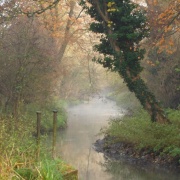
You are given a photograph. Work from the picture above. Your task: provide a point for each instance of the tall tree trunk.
(67, 33)
(134, 82)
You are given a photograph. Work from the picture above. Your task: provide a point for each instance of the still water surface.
(75, 145)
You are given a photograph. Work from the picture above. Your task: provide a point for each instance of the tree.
(26, 63)
(162, 58)
(122, 25)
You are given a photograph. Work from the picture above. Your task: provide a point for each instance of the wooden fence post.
(38, 132)
(54, 132)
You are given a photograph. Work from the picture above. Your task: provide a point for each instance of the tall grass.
(139, 131)
(18, 148)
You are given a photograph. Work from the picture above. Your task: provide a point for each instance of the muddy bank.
(145, 158)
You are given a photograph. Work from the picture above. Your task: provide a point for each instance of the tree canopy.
(123, 25)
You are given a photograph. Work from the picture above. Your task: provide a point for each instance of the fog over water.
(75, 144)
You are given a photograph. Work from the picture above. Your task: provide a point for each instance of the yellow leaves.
(110, 4)
(111, 10)
(110, 23)
(111, 7)
(150, 63)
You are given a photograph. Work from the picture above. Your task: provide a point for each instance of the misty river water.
(75, 145)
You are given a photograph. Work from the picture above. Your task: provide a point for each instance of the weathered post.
(54, 132)
(38, 132)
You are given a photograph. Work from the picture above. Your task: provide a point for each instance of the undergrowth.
(18, 148)
(139, 131)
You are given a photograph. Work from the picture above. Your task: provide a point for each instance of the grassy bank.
(144, 136)
(18, 149)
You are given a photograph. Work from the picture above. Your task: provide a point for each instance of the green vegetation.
(120, 48)
(18, 158)
(47, 114)
(140, 132)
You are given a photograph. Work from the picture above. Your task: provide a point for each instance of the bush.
(143, 134)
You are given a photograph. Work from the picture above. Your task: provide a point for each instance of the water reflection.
(121, 170)
(75, 144)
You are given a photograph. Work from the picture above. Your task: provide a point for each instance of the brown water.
(75, 145)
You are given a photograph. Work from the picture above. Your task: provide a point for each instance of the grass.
(143, 134)
(47, 115)
(18, 150)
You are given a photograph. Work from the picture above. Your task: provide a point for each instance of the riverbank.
(139, 142)
(20, 157)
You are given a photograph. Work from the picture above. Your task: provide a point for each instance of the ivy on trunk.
(122, 25)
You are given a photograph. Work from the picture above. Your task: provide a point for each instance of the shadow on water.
(75, 145)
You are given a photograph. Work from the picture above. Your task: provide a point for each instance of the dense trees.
(25, 62)
(36, 49)
(123, 25)
(41, 36)
(162, 60)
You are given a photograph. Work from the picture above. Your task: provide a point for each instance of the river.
(75, 145)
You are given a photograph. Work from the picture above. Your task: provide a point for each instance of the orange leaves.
(150, 63)
(166, 45)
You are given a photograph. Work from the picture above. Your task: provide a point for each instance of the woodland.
(56, 51)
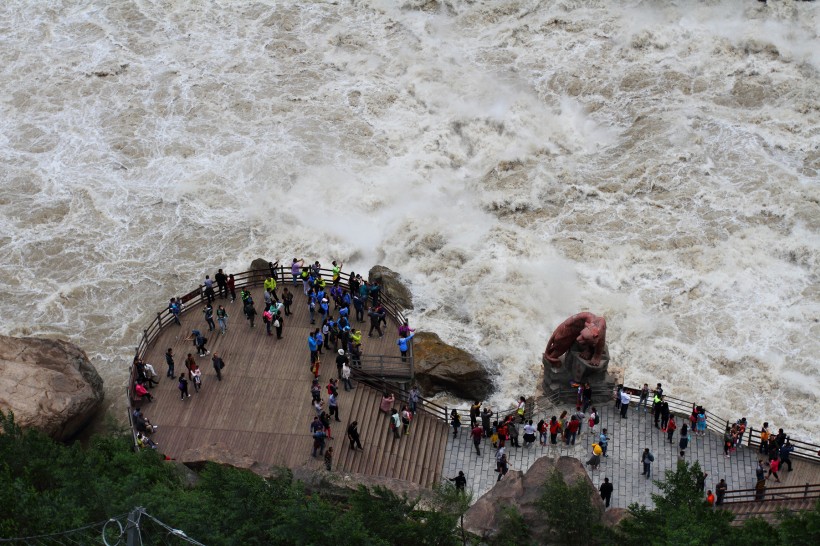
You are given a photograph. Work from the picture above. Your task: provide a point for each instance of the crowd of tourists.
(565, 429)
(340, 306)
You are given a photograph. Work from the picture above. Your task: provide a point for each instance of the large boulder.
(260, 263)
(49, 384)
(392, 285)
(441, 367)
(522, 491)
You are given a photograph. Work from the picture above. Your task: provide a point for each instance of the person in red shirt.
(502, 434)
(774, 466)
(477, 433)
(572, 431)
(555, 428)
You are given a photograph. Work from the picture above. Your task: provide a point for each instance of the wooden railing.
(440, 412)
(718, 425)
(802, 450)
(783, 492)
(387, 366)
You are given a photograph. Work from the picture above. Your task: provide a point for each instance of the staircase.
(767, 509)
(417, 457)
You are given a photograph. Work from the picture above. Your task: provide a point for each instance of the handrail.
(803, 450)
(244, 279)
(784, 492)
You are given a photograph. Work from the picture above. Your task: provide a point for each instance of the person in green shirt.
(337, 273)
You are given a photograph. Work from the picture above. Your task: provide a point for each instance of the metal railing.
(802, 450)
(807, 491)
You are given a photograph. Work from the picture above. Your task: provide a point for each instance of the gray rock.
(522, 491)
(442, 367)
(49, 384)
(392, 285)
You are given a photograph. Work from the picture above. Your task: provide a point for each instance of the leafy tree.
(800, 528)
(569, 510)
(680, 516)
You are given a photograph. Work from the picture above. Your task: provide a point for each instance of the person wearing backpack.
(647, 459)
(594, 419)
(183, 387)
(174, 308)
(218, 365)
(671, 426)
(406, 417)
(199, 342)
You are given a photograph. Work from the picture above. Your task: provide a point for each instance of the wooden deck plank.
(261, 409)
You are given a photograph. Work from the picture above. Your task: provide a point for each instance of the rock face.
(48, 384)
(260, 263)
(522, 490)
(392, 285)
(441, 367)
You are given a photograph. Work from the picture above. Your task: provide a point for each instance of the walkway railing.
(384, 365)
(783, 492)
(802, 450)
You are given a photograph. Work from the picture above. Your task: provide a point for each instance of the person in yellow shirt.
(595, 461)
(270, 285)
(337, 273)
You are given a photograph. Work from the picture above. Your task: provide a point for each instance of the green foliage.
(46, 487)
(681, 515)
(801, 528)
(569, 510)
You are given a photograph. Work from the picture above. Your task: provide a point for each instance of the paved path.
(628, 438)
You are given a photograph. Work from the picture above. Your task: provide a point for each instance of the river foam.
(517, 161)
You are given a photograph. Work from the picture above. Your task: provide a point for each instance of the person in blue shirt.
(173, 306)
(314, 348)
(402, 343)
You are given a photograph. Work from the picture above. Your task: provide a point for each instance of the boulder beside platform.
(441, 367)
(49, 384)
(391, 283)
(522, 490)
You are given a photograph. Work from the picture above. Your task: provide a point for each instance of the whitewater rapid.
(518, 161)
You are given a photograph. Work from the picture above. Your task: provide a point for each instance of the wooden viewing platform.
(262, 409)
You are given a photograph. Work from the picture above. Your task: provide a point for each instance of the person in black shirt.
(222, 282)
(606, 491)
(460, 481)
(353, 435)
(721, 491)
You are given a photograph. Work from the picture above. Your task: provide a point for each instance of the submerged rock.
(49, 384)
(392, 285)
(441, 367)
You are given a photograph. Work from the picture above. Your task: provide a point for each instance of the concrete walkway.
(628, 438)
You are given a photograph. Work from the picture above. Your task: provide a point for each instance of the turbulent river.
(517, 161)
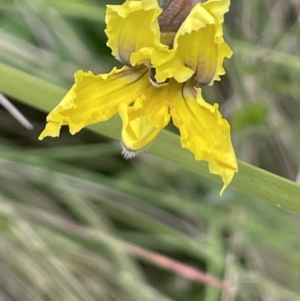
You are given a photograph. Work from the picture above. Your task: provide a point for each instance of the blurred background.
(78, 222)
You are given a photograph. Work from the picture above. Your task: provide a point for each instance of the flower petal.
(132, 28)
(203, 131)
(198, 49)
(143, 121)
(94, 98)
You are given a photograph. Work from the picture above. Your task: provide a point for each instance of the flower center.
(153, 81)
(174, 13)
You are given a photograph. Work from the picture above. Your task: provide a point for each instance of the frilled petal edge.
(133, 31)
(204, 132)
(198, 50)
(94, 98)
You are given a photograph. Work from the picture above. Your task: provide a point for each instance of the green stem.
(251, 180)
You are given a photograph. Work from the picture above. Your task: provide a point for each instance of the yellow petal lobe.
(94, 99)
(204, 132)
(198, 50)
(133, 29)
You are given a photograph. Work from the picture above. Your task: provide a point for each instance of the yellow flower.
(158, 82)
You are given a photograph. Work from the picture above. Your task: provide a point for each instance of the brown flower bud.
(174, 13)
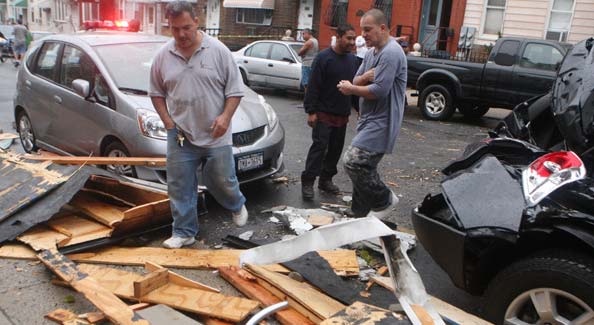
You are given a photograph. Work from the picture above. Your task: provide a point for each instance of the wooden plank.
(180, 297)
(363, 314)
(79, 230)
(89, 204)
(84, 160)
(40, 238)
(150, 282)
(116, 310)
(179, 279)
(319, 303)
(442, 307)
(251, 289)
(340, 260)
(17, 251)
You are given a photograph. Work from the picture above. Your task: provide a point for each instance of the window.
(75, 65)
(259, 50)
(559, 20)
(541, 56)
(254, 16)
(494, 12)
(280, 52)
(47, 61)
(337, 13)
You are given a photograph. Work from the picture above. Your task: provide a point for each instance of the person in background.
(195, 87)
(20, 42)
(381, 84)
(307, 52)
(328, 112)
(288, 36)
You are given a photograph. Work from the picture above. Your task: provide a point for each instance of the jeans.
(218, 175)
(324, 153)
(369, 192)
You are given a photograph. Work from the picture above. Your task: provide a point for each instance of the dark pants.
(369, 192)
(324, 152)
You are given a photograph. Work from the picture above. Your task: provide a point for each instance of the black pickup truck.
(516, 69)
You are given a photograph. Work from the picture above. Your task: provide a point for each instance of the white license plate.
(252, 161)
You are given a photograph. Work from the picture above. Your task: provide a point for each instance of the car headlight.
(270, 113)
(151, 125)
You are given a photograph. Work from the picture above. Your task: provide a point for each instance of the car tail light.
(550, 172)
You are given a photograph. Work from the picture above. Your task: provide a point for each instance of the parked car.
(86, 94)
(514, 222)
(516, 70)
(270, 64)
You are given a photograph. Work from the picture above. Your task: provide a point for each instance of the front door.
(430, 22)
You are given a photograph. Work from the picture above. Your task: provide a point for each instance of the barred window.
(336, 14)
(254, 16)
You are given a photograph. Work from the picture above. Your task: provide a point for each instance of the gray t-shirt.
(380, 119)
(196, 89)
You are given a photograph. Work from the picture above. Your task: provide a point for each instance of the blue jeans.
(218, 175)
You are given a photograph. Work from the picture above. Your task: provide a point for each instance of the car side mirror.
(82, 88)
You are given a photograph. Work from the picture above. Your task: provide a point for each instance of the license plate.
(249, 162)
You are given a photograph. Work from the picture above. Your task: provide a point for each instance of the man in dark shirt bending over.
(328, 111)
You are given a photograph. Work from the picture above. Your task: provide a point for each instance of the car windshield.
(129, 65)
(296, 48)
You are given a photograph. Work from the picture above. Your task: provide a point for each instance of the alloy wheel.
(547, 306)
(435, 102)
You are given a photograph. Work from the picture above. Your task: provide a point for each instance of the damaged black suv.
(515, 217)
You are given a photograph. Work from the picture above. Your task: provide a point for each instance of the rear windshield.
(129, 65)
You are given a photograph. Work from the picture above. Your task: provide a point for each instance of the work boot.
(307, 188)
(325, 184)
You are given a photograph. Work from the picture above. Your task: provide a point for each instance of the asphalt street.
(412, 171)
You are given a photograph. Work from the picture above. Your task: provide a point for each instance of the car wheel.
(118, 150)
(549, 288)
(436, 103)
(244, 77)
(26, 134)
(471, 111)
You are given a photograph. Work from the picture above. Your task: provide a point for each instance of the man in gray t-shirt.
(196, 87)
(381, 85)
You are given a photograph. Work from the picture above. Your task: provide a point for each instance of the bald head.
(377, 15)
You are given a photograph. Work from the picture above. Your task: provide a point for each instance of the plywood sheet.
(180, 297)
(92, 205)
(251, 289)
(320, 304)
(342, 261)
(115, 309)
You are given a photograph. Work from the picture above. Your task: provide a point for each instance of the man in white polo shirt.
(196, 88)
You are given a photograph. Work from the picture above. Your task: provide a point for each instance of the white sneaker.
(383, 214)
(178, 242)
(240, 217)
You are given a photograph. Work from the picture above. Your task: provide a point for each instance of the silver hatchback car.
(270, 64)
(86, 94)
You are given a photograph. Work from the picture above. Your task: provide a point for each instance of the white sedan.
(270, 64)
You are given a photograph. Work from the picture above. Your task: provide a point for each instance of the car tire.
(437, 103)
(566, 277)
(26, 133)
(244, 77)
(473, 112)
(117, 149)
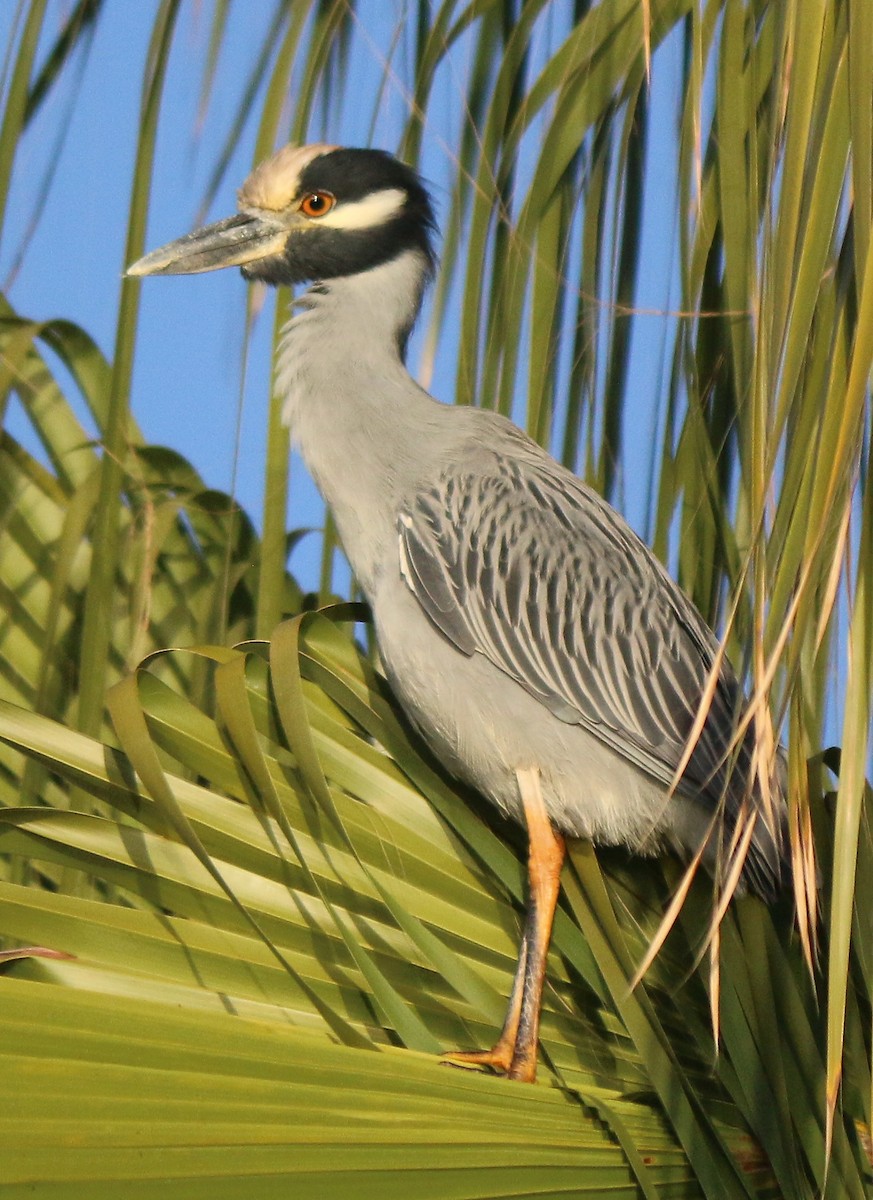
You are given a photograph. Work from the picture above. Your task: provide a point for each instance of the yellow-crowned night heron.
(536, 643)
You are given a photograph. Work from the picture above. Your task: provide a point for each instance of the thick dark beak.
(230, 243)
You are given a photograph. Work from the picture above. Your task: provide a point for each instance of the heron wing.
(524, 564)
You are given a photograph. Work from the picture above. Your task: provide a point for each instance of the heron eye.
(315, 204)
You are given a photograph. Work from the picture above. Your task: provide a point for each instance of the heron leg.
(546, 856)
(515, 1051)
(499, 1057)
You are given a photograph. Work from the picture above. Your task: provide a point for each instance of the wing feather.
(525, 565)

- [YOUR GOAL]: Reproduce the items from the line that has "the heron wing." through the line that has "(499, 1057)", with "heron" renamed to "bird" and nothing else changed.

- [FULL OUTPUT]:
You are given a photograph. Work from the picture above. Your task: provide a point for each instance of the bird wing.
(524, 564)
You are given a photograph. Work from the picture above. Your task: provide a point for each instance of the bird eye.
(315, 204)
You are given a photograph. Work from the picture above. Your task: provide a point for each instance of the bird leg.
(546, 856)
(515, 1051)
(499, 1057)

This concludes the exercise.